**PASSAGE GIVEN**
════════════════════

Viewing the RunEngine Terminal
The Queserver allows us to submit plans to the RunEngine. Currently the best way of monitoring this is from a terminal
open a terminal and type
bluesky_monitor
You will see the logs of the queueserver
Devices
When including devices in the detector list you can choose from the following
| Name | Description |
|---|---|
i0_mirror_current_u17 |
kth25 connected to M4 UE48 |
i0_mirror_current_ue48 |
kth20 connected to M4 UE48 |
i0_gold_mesh |
Not Connected |
tfy_channeltron |
OAESE Channeltron |
tfy_photodiode |
OAESE KTH00. OAESE TFY Photodiode |
beam_flux_diode |
OAESE KTH01. Photodiode on a swing arm to look at the full beam. Used for normalisation |
pfy_bruker_mca |
Bruker Multi Channel Analyser |
u17_dcm.en |
u17 DCM |
ue48_pgm.en |
UE48 PGM |
What out, there is a bug.... selecting pfy_bruker will not work you must use pfy_bruker_mca
Starting Phoebus Beamline Panles
From a terminal write
phoebus_start
This will open all of the phoebus panels for the beamline.
The Channeltron
tfy_channeltron
The channeltron is a device which is sensitive to photons. It is operating in negative bias mode.
To use it you must first turn on the HV. When you are done turn off the HV to protect the device and prevent it ageing.
The device can be run in mode "Single" or "Continuous". Continuous mode is useful to run without bluesky to see if you are getting any signal, but it is noisy.
During measurements, Bluesky will set it in "Single" mode.
To add the device to a bluesky plan, use the name tfy_channeltron
Finding the HV Working Voltage
For background see http://www.sjuts.com/Quality_Gain.html
Calling the plan commission_channeltron_hv will scan the HV of the channeltron while measureing counts. As long as either the U17 or UE48 beam is on, you should see some signal
After performing this scan you can make a judgement about where to set the HV by looking at the voltage at which the rate of change of counts starts to decrease. Only the beamline scientist or your local contact can make this change.
The Bruker SDD
pfy_bruker_mca
The Bruker Silicon Drift Detector (SDD) is a detector which allows us to perform PFY measurements. It is known as an MCA (Multi Channel Analyser)
You can name regions of interest and define their start and stop energies in the phobeus panel.
To change what is plotted live enter in the IPython Kernel
pfy_bruker_mca.roi0.display()
or
pfy_bruker_mca.roi0.hide()
If you trigger the device by hand, you must first select "Passive". The Bluesky plan will do this for you
Remote Power Supply
There is a remote power supply. It is connected to syringe pumps and other devices. You can access this from firefox
http://172.31.182.36/ov.html?

════════════════════

**RECORD LIST**

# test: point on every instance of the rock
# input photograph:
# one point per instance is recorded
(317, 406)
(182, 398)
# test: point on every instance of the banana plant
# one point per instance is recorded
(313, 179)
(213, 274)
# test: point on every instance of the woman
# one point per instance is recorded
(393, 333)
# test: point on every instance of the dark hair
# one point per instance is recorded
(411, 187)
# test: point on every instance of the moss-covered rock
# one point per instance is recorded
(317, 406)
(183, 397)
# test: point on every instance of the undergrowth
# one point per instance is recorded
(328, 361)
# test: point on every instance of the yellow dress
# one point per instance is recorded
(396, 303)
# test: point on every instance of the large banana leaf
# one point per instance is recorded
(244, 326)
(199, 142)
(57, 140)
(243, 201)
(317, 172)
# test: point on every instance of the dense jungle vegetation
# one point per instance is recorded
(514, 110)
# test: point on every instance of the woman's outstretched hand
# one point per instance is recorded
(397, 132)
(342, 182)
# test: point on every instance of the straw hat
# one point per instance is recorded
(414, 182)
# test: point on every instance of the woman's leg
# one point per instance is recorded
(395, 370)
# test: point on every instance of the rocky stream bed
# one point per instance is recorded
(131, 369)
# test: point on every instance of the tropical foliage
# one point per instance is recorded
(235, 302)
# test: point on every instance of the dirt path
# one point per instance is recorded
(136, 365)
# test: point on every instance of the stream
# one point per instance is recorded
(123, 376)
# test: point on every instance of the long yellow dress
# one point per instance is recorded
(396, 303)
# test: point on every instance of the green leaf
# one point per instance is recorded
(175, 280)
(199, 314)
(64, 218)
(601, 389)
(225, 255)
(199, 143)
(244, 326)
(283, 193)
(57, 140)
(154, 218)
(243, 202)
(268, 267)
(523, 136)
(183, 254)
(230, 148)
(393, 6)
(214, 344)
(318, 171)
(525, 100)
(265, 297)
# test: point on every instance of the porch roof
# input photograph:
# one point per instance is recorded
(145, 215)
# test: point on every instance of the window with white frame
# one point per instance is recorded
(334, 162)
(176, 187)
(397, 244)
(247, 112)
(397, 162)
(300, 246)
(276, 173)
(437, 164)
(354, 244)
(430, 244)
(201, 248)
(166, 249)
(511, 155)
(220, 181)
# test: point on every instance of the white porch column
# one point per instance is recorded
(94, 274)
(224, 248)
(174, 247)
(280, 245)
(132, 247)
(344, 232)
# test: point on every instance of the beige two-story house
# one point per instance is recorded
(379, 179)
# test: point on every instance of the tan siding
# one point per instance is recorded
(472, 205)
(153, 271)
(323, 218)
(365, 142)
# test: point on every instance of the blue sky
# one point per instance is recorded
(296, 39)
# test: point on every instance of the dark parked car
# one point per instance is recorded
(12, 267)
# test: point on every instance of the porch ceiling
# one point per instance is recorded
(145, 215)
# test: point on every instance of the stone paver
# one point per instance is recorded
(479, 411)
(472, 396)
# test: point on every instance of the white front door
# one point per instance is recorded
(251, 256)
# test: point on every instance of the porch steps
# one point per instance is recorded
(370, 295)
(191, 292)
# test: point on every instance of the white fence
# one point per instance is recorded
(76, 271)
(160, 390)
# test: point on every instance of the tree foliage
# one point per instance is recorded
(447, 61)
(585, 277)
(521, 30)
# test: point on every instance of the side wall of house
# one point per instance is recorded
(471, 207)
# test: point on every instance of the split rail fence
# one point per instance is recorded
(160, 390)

════════════════════

**WHAT IS EXPECTED**
Answer these from the beamline passage above, one line each:
(a) What command opens all of the Phoebus panels for the beamline?
(b) Which mode does Bluesky set the channeltron to during measurements?
(c) What must be selected before the Bruker SDD is triggered by hand?

**WRITTEN ANSWER**
(a) phoebus_start
(b) "Single" mode
(c) "Passive"